EXTRACT PROVIDED:
I would probably patch the crack first, make the cracks a bit bigger with a grinder or grout scraper. Fill the crack with some hydraulic cement or caulk. Then paint.


----------



## Lattimer (Oct 18, 2011)

Bud Cline said:


> In time it will cure itself, until then it should be a non-issue.



You sound like an echo.

Bud's right....somewhat. 

Efflorescence is caused by water wicking through concrete, dissolving salts along the way, coming to the surface, evaporating, and then leaving behind the salts. Often these salts are no longer water soluble once they hit air and react with carbon dioxide, which is why hitting them with the hose generally won't wash them away. 

Eliminating water penetration into your slab is no longer an option, unless you rip it up and install a vapor barrier...overkill in my opinion. 

So the next way to end this is to eliminate the salts. These salts are naturally present in the concrete, so you can't eliminate them at this stage of the game (certain admixtures can be used to control the problem, but its too late for that). 

Eventually the salts in the concrete will become exhausted and the problem will be no more. In my case (hydroelectric dam), this is not an option because we have several feet of concrete under immense water pressure, so we have a efflorescence removal program because the salt deposits grow so large that they become a hazard should the fall. 

However, if the salts are present in the soils, you will never exhaust the supply of salt and water....so you can either learn to ignore it, or buy yourself a lifetime supply of wire brushes.


----------

PROVIDED DATA:
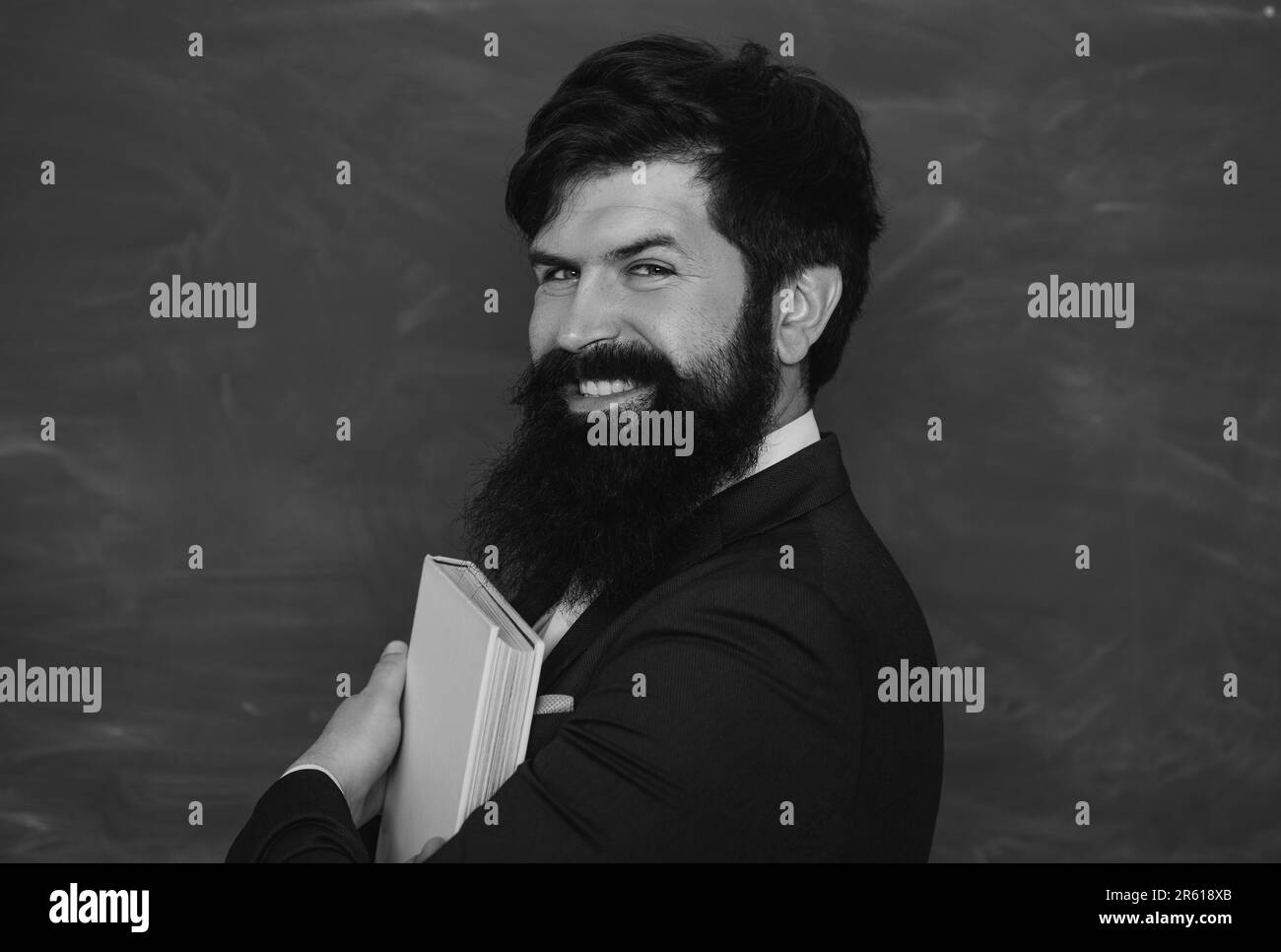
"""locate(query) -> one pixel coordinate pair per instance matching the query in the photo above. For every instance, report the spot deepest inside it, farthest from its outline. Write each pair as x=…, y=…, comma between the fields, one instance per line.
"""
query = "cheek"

...

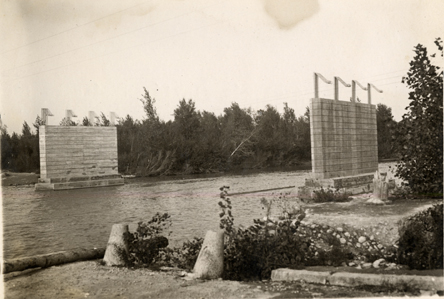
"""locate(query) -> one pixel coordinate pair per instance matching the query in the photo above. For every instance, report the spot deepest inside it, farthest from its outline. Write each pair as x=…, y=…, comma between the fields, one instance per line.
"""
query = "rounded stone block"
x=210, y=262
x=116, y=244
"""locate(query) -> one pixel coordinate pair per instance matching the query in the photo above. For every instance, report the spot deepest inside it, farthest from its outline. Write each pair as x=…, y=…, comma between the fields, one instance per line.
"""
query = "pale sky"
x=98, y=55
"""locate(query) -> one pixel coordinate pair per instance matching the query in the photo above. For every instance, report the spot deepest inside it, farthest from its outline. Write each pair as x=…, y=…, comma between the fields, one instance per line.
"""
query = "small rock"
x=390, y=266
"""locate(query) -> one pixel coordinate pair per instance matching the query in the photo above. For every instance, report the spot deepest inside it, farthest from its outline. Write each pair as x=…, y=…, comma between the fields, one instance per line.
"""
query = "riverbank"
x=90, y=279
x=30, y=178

...

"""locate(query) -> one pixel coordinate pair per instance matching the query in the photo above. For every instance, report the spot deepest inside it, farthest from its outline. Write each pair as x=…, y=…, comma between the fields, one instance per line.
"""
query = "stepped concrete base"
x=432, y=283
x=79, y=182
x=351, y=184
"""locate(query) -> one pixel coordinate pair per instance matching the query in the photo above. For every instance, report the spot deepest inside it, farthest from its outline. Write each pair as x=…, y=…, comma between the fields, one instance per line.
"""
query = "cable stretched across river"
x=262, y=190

GIVEN EXERCISE:
Decide whether each statement below agrees with the efflorescence thread, answering yes or no and quoting the words from the thread that settle it.
1. Spraying the deposits with a hose usually washes them off.
2. Adding a vapor barrier under the existing slab would mean tearing the slab up.
3. When the salts come from the soil, the supply will run out in time.

OUTPUT:
1. No: "hitting them with the hose generally won't wash them away"
2. Yes: "unless you rip it up and install a vapor barrier"
3. No: "you will never exhaust the supply of salt and water"